# An outsiders(Economist) view of Spain.



## mayotom (Nov 8, 2008)

Simon Black - Sovereign Man

I have been reading this blog for over a year and I have found it very interesting especially simons views on US politics and the potential of south America..



> I've stopped briefly for a quick lunch en route to Andorra, which is a scenic three hour drive due north from Barcelona. The spot that I picked to stop and write to you is absolutely stunning.
> 
> When I first started traveling years ago, I fell in love with Barcelona and the Catalan region of Spain. Part of it is the beauty, and part of it is the area's staunch independence.
> 
> ...


I have to agree on the inflation thing, prices have soared here, anybody have any thoughts on the rest of his assumptions.


----------



## Morten (Apr 20, 2011)

Its a difficult one ... as he is very much speaking from a very specific position in economic thinking, a keynes-inspired economist would counter all his arguments with about the same strength and credibility as he makes them. And I cant seem to find any solid evidence of his claims of 10-25% inflation ... and equally, Keynes never claimed to have a solution to stagflation at hand, which makes it a bit of an odd argument, if thats the actual starting position.

But he makes some good points in my opinion -> Bureaucracy is killing the employment, government spending is too high and unfocused, a return to pesetas and the freedom to maintain a sovereign financial policy might be a necessary and positive outcome etc...


----------



## Pesky Wesky (May 10, 2009)

Thanks for posting this.
I've only read it through quickly, but picked up a couple of things...
A lot of people have talked about bad customer service and I don't usually agree, but yes, it's true that there are large shop surfaces that are very understaffed. Is that a result of the crisis though? I thought it had always been like that.
Inflation, yes. It seems to me that the cost of living has gone up in general, especially energy.
The pesetas thing. Yes, there are few shops who accept pesetas, but is that because they're turning away from the euro? It's the kind of thing that's reported on local news shows as light hearted news. I've always seen the reason reported as basically another way to get people to spend. Apparently there are millions of pesetas still out there (some say it's the under the table money that was difficult to get rid of when the changeover to euros was made) and in the recession it's a way for shop keepers to encourage people to spend (??)


----------



## Sonrisa (Sep 2, 2010)

Pesky Wesky said:


> Thanks for posting this.
> I've only read it through quickly, but picked up a couple of things...
> A lot of people have talked about bad customer service and I don't usually agree, but yes, it's true that there are large shop surfaces that are very understaffed. Is that a result of the crisis though? I thought it had always been like that.
> (??)

•••

→ **STATED TASK 1**
Using the forum thread on Spain, decide whether each statement agrees with it: (a) Morten could not find solid evidence for the claims of 10-25% inflation; (b) Pesky Wesky usually agrees with complaints about bad customer service; (c) the quoted post puts Andorra three hours' drive due north of Barcelona. Answer yes or no for each, quoting the words of the thread that decide it.
→ **STATED TASK 2**
From the forum thread on Spain, reproduce word for word the part that opens with the words containing "I have been" and closes with "of south America..".

•••

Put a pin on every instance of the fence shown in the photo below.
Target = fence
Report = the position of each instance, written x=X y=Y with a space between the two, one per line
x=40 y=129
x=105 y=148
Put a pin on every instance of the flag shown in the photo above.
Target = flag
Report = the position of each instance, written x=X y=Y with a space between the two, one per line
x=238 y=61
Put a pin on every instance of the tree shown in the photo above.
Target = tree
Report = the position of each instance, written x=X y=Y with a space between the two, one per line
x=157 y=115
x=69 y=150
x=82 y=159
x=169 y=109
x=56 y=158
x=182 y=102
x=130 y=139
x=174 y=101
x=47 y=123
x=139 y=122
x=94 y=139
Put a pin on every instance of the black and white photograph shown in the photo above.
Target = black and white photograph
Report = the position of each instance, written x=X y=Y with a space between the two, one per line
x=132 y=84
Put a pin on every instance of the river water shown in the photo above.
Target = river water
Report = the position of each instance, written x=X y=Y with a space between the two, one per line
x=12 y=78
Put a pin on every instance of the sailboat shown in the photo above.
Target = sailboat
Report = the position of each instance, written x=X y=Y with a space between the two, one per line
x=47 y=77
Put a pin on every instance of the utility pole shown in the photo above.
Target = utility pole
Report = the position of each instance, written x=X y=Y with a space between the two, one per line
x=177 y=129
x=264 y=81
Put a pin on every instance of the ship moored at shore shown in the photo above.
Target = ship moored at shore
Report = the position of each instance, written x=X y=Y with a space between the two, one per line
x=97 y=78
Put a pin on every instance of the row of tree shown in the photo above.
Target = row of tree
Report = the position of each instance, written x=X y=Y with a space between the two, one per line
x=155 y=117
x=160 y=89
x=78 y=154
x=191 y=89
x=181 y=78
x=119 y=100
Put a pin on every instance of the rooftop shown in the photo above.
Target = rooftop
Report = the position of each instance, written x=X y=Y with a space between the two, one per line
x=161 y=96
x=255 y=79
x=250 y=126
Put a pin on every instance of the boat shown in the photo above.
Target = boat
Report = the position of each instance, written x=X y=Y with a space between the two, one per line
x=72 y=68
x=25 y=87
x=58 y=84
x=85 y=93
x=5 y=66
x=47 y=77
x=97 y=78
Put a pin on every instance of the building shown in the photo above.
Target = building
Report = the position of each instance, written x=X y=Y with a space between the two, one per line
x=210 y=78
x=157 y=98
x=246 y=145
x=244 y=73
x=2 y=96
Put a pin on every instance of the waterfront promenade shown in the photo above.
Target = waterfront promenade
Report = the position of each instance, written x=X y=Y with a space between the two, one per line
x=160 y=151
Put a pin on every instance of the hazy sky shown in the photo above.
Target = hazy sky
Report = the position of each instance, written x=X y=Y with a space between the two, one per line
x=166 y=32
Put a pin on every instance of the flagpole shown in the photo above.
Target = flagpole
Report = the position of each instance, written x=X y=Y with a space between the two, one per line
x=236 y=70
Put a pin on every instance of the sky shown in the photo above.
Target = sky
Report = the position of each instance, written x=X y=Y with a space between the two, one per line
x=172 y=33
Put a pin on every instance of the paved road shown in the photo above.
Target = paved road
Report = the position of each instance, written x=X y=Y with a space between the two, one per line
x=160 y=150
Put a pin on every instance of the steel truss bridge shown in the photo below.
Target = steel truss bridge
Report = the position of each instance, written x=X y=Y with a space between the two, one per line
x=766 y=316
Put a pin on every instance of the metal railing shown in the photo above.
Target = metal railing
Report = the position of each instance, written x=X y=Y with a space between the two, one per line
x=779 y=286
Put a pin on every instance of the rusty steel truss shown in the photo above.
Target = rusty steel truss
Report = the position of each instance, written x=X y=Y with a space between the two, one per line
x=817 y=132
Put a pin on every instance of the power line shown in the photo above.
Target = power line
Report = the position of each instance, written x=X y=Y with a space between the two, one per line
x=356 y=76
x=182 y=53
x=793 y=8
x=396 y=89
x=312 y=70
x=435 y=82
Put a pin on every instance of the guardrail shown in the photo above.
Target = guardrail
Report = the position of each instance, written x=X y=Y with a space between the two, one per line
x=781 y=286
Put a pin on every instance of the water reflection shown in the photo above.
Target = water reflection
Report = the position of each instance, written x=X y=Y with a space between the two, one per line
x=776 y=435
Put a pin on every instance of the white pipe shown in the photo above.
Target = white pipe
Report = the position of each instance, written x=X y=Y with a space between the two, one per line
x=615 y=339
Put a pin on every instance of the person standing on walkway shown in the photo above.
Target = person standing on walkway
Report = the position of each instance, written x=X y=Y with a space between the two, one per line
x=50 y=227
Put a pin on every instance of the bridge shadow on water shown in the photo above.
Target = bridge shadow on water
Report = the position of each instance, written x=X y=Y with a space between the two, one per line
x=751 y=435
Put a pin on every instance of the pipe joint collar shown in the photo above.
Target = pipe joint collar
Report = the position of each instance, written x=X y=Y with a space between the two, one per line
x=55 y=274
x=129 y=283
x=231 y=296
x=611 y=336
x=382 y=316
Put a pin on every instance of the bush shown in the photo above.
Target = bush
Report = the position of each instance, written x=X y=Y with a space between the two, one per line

•••

→ **FULL ANSWER 1**
(a) Yes: "And I cant seem to find any solid evidence of his claims of 10-25% inflation"
(b) No: "A lot of people have talked about bad customer service and I don't usually agree"
(c) Yes: "which is a scenic three hour drive due north from Barcelona"

→ **FULL ANSWER 2**
I have been reading this blog for over a year and I have found it very interesting especially simons views on US politics and the potential of south America..